TO DO:
Copy each of the rows below word for word, leaving every line unchanged.

[Coordinate annotation entries]
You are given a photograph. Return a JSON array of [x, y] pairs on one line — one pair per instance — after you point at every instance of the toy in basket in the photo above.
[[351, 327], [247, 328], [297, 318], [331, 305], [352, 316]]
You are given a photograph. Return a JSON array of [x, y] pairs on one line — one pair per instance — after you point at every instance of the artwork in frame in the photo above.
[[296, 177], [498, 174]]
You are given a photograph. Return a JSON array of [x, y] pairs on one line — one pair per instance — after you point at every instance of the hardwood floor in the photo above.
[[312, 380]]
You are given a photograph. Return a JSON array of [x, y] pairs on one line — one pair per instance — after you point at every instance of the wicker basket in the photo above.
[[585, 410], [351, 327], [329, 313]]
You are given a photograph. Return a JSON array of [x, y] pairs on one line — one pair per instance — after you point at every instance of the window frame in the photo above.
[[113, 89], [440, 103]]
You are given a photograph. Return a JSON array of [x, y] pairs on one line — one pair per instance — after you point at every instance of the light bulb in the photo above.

OUTPUT FOR THIS EXERCISE:
You are given a photograph. Return a JSON array of [x, y] pairs on one line — one pair per instance — after you point at every instance of the toy in basket in the photo above.
[[351, 327], [247, 328], [297, 318], [331, 305], [352, 316]]
You are given a photograph. Return a JSON array of [x, y] pairs on one line — one pair per instance — after you point at every instance of the artwork in frame in the photo above.
[[296, 177], [498, 174]]
You are given a photograph. Return a JSON array of [x, y] pairs on one line — one pair per instance — after you point at every instance of the hardwood floor in the photo above.
[[312, 380]]
You are given a photograph. Return a JSON array of [x, y] pairs on one line — one pair per instance — after you point at every instance of the wicker basket in the photo above.
[[585, 410], [351, 327], [329, 313]]
You are given a photograph. Return a JSON array of [x, y] pairs on one line — one pair per instance — after you point at every instance of the window frame in the photo above.
[[113, 89], [440, 103]]
You are given a photograph. Return a JSON array of [x, y] pairs on one line — one pair per instance — after you point at every instance of the light bulb in the photo above.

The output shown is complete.